AUSGELESENE ZEILEN =

..............................

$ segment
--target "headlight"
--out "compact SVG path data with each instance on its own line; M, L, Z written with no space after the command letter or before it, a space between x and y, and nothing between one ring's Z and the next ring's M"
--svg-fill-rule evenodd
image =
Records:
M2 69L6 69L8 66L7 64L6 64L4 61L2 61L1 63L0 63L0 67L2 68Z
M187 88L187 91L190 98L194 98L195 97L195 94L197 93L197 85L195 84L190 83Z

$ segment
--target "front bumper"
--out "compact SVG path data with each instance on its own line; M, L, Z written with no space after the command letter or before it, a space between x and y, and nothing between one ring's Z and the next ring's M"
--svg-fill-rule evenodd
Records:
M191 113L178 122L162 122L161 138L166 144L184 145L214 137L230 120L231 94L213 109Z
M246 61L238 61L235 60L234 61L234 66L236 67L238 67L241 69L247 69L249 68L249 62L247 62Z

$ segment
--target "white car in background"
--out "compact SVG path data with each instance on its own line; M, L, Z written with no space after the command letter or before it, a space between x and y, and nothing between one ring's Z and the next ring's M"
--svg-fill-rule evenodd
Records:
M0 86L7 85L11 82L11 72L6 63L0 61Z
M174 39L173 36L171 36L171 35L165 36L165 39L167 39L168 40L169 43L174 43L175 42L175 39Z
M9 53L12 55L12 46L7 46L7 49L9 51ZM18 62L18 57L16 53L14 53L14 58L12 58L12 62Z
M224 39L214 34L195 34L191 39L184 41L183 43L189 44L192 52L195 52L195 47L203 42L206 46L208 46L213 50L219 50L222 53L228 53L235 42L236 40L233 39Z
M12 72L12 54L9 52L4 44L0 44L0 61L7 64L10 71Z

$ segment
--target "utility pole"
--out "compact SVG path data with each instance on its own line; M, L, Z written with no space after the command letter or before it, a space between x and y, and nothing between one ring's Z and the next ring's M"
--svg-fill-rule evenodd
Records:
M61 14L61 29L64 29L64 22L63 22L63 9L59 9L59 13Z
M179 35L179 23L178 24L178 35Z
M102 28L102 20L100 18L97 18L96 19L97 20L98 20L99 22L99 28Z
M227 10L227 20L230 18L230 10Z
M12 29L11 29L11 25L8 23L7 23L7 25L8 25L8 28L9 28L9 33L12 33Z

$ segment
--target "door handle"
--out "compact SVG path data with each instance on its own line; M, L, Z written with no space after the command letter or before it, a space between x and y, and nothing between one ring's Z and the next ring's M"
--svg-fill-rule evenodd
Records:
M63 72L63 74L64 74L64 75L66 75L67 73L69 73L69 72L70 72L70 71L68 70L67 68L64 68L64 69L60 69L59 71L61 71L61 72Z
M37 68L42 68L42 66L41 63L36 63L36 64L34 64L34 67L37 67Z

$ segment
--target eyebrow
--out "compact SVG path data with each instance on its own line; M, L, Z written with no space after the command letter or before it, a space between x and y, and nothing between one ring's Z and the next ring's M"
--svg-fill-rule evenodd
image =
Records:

..............................

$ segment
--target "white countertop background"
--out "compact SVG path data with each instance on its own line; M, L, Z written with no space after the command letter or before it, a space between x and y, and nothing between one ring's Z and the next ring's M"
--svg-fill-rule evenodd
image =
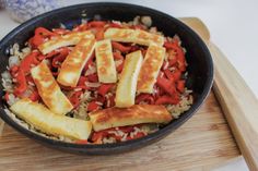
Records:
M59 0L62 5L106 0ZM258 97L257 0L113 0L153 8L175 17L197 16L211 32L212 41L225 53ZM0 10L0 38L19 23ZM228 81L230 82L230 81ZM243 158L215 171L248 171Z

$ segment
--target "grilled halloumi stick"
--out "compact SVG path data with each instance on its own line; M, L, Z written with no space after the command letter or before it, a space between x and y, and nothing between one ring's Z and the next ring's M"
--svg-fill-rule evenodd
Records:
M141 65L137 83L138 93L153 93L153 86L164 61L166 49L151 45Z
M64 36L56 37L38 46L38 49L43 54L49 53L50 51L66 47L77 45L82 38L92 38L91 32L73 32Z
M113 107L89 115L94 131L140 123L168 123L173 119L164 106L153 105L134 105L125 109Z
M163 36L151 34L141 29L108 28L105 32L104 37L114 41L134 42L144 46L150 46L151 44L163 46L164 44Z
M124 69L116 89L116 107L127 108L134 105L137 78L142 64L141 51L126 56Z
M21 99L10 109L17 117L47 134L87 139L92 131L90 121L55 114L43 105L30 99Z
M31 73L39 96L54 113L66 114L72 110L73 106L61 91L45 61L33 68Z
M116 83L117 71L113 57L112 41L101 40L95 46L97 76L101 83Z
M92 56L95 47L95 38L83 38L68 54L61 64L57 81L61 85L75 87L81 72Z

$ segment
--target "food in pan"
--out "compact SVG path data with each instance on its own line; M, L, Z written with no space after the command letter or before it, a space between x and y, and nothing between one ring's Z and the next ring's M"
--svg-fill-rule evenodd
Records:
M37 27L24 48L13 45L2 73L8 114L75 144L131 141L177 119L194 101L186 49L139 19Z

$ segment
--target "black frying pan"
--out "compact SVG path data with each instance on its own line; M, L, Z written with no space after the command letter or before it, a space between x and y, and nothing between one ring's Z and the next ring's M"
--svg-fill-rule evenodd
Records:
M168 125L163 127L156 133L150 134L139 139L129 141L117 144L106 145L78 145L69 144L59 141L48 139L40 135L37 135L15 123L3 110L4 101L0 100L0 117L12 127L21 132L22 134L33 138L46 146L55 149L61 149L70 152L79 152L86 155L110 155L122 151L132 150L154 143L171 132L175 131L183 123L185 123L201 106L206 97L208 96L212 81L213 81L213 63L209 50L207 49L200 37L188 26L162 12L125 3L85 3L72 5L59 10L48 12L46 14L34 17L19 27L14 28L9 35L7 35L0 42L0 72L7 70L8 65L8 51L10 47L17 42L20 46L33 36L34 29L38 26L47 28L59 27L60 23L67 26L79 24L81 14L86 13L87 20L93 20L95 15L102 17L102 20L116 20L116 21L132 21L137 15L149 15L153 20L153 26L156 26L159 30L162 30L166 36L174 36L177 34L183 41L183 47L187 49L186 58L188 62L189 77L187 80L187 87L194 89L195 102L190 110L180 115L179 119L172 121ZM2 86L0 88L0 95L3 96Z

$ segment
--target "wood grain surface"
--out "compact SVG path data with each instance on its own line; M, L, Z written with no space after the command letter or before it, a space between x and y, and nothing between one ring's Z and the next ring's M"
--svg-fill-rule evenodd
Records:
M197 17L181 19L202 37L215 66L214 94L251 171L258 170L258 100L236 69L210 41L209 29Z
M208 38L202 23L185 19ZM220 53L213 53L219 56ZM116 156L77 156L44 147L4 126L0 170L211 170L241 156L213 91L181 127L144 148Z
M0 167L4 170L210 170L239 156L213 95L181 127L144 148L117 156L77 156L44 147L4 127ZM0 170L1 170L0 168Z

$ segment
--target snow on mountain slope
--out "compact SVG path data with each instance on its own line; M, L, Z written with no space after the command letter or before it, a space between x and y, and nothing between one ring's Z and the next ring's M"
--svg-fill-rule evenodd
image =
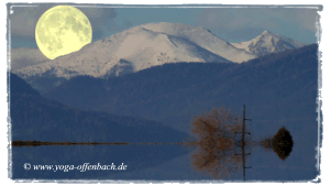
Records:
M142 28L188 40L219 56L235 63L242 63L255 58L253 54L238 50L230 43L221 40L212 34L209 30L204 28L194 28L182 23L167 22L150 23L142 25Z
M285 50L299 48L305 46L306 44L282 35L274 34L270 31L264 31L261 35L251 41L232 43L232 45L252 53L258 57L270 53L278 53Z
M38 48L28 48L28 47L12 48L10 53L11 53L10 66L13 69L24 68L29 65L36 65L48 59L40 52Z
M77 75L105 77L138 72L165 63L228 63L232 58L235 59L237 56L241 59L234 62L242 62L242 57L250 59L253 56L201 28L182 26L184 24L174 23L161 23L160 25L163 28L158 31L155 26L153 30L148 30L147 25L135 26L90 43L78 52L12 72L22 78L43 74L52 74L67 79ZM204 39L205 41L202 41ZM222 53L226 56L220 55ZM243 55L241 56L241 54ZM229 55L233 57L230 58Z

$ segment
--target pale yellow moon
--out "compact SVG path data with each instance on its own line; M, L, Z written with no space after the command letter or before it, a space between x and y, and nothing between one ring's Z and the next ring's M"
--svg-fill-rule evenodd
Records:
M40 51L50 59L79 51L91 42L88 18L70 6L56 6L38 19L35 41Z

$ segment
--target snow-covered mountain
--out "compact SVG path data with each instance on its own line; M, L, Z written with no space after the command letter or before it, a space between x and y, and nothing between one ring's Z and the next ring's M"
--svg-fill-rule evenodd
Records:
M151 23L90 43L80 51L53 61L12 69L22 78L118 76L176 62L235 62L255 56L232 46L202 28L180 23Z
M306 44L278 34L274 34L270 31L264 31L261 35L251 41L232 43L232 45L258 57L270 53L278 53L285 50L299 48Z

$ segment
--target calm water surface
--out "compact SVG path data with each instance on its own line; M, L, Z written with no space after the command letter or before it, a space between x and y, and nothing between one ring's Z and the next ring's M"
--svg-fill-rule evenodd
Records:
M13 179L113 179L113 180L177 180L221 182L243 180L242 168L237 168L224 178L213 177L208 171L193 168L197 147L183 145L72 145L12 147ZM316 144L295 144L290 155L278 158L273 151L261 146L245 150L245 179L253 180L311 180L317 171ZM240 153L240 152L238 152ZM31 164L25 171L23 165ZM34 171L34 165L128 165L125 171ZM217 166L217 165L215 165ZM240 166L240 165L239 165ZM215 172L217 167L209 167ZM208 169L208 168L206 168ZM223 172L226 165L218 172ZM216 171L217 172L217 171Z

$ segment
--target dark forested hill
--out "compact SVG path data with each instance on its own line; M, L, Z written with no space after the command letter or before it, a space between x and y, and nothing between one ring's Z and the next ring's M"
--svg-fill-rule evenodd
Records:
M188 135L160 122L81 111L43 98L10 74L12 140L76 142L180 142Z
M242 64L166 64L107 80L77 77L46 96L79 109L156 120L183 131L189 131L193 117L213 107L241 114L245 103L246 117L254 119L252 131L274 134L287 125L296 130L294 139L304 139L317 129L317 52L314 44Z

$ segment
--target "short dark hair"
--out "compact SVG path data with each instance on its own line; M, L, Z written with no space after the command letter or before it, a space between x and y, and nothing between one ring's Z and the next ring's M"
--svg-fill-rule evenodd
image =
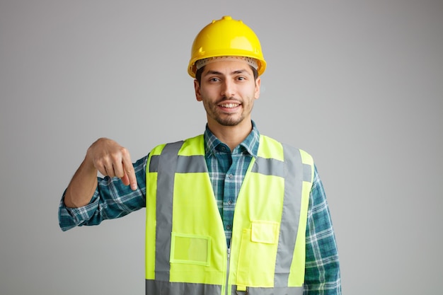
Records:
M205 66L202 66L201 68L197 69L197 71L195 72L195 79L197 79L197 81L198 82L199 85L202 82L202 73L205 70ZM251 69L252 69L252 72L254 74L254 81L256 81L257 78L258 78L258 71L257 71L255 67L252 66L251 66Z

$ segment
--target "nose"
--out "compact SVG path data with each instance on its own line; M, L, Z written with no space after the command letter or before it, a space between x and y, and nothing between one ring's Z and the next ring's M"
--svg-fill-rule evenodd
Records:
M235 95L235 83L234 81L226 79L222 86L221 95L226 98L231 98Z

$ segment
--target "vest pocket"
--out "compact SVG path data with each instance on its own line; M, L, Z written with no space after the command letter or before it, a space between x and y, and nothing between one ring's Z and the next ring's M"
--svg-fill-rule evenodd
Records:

..............................

AUFGABE =
Ermitteln Sie alle Zeilen, in denen die Zeichenfolge „background“ vorkommt, und schreiben Sie jede davon unverändert ab. Dabei ist die Groß- und Kleinschreibung zu beachten.

MUSTERLÖSUNG =
--target "white car in background"
--target "white countertop background"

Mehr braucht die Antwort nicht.